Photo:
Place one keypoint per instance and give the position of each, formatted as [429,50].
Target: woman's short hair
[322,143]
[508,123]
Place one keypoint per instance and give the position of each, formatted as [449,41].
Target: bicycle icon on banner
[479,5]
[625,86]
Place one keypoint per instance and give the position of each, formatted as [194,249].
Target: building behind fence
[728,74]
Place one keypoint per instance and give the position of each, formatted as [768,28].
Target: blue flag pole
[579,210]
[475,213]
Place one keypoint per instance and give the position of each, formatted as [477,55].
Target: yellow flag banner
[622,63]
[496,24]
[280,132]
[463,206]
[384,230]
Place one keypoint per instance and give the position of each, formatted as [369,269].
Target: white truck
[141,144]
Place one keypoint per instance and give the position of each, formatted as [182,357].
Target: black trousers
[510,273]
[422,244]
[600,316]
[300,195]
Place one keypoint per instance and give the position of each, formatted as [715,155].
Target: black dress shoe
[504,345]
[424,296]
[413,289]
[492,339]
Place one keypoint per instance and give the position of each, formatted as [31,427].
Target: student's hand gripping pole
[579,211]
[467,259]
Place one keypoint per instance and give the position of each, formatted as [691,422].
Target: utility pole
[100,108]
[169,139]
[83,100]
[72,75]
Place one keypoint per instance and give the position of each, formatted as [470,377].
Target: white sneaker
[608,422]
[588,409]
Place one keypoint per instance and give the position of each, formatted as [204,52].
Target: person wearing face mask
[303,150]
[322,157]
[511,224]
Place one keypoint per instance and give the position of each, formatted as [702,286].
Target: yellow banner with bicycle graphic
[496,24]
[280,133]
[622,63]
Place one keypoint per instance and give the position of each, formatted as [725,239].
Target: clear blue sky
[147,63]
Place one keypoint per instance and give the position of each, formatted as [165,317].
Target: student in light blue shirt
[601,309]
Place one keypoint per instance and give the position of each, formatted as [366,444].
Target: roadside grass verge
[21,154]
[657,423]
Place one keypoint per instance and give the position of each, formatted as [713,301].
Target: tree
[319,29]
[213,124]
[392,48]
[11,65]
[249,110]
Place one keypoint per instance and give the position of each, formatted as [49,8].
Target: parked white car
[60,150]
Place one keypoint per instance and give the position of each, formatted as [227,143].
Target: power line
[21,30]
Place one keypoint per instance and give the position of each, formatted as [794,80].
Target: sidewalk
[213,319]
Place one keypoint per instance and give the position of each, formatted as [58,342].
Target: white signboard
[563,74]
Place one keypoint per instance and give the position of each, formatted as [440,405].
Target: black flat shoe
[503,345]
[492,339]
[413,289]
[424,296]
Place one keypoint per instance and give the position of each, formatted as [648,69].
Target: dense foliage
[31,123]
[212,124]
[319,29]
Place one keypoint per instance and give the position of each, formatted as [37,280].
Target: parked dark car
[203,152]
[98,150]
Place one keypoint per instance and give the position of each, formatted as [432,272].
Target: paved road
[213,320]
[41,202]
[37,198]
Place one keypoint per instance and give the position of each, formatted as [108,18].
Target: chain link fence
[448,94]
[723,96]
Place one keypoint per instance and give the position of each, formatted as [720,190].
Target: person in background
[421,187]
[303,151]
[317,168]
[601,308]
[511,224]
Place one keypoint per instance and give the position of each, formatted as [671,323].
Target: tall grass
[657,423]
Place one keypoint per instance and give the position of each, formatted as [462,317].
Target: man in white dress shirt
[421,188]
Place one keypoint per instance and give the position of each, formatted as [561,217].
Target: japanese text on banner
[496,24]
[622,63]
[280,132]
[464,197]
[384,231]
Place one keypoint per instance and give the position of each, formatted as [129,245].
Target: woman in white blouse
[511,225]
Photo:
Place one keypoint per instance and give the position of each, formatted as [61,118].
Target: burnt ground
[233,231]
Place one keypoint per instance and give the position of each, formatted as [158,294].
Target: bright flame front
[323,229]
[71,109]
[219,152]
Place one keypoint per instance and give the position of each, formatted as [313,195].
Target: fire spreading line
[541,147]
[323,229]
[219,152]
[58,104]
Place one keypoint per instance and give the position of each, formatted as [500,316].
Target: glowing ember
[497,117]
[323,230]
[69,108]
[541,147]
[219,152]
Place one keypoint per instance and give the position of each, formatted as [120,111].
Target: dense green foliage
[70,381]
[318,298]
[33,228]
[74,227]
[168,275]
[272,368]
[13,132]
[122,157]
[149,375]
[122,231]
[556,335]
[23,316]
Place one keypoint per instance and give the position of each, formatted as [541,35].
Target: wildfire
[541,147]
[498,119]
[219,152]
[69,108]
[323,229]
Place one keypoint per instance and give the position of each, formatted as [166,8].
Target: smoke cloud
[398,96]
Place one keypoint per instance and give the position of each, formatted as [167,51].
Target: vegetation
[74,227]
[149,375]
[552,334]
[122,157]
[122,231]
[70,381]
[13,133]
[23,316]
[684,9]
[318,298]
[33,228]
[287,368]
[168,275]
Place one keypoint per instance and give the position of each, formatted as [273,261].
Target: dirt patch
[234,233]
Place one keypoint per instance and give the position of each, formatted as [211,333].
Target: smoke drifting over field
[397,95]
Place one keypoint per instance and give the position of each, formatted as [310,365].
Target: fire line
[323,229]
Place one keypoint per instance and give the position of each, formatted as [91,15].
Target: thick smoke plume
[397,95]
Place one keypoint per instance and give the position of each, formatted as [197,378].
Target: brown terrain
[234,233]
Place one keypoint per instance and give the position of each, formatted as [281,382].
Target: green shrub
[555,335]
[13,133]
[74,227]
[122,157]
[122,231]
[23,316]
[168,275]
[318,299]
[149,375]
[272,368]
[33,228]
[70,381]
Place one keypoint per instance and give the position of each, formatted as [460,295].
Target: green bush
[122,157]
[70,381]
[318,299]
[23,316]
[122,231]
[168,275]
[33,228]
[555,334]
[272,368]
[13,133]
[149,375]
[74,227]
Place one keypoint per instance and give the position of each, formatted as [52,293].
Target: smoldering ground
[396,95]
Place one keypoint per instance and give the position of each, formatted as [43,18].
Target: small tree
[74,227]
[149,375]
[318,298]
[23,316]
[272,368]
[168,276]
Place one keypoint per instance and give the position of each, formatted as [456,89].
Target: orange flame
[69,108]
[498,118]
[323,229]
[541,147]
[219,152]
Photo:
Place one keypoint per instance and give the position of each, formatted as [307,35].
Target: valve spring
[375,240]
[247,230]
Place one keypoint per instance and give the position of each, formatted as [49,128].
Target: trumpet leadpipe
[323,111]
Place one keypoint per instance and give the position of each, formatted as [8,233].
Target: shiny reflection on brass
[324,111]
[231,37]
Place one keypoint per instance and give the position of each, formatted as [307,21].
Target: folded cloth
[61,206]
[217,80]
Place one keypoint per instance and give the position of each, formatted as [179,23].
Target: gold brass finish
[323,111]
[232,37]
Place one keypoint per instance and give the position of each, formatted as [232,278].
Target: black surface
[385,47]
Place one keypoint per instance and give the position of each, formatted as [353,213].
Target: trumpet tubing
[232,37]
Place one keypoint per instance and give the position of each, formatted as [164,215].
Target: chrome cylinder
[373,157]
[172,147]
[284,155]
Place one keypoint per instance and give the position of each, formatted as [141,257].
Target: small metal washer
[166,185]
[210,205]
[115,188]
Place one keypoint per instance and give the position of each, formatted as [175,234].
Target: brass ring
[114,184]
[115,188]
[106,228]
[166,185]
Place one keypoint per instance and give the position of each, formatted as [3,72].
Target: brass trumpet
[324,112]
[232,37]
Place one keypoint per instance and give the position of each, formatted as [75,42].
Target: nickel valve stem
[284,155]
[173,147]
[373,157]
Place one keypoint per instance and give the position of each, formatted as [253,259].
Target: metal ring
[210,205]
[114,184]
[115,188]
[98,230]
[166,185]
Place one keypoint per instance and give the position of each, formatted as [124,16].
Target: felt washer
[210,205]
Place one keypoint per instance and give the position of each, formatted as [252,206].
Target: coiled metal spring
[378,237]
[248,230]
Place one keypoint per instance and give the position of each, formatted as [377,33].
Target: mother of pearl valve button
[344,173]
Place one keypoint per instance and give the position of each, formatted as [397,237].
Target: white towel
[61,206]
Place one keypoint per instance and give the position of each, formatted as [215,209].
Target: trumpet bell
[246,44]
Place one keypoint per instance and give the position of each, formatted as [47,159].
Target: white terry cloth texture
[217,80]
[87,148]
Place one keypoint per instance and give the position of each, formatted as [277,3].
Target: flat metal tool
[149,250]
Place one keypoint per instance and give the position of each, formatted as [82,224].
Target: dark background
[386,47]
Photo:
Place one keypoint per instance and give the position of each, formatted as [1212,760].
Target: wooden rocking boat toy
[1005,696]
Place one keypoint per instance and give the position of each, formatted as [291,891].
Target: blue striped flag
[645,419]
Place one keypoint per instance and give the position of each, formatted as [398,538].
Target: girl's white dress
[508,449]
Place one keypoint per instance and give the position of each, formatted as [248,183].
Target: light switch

EXERCISE BRIEF
Please repeat the lines above exactly, beginning with the line that contains "Target: flat metal tool" and ending with the final one.

RESPONSE AREA
Target: flat metal tool
[149,250]
Place one keypoint per instance and give the position of each, formatted as [82,224].
Target: dark background
[386,47]
Photo:
Place one keypoint per instance and give the position of each, formatted as [1212,760].
Target: wooden rocking boat toy
[1005,696]
Place one keypoint per instance and give the position of each, formatted as [291,891].
Target: blue striped flag
[645,419]
Place one keypoint per instance and give the position of each, formatted as [398,538].
Target: girl's white dress
[508,449]
Place one keypoint per instance and give the position of each, formatted as [248,183].
Target: light switch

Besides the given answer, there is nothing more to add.